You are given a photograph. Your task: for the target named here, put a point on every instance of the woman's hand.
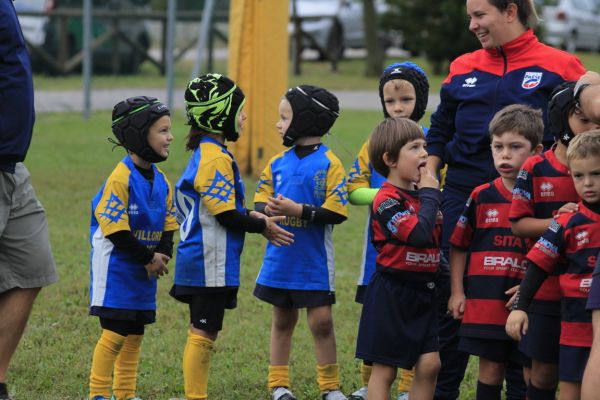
(157, 267)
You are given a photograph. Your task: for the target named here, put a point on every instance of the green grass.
(69, 159)
(349, 76)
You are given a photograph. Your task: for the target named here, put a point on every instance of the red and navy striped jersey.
(395, 216)
(496, 259)
(576, 238)
(542, 187)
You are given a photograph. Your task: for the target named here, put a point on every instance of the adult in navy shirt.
(26, 263)
(512, 67)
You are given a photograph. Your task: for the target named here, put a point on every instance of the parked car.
(572, 24)
(45, 32)
(335, 34)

________________________________________

### Your instructions
Write every entry out again exactly, dropping the pictures.

### Written answer
You are given a photograph. Your task: for the target named here, put a point on every instance of the woman's hand.
(157, 267)
You are given a photograph. Your task: for the target named here, put a point on every instance of the green grass.
(69, 159)
(349, 76)
You are given a photograph. Your task: for the target named here, put a point on every instance of the red and navy striped jersey.
(395, 216)
(496, 259)
(576, 238)
(542, 187)
You are given a photograph. Your task: for the target named here, put a point on every instance of the adult in navy shirt.
(26, 263)
(512, 67)
You are given a photograph. Your task: for the target named here, put a point on every instance of the parked car.
(572, 24)
(45, 32)
(335, 34)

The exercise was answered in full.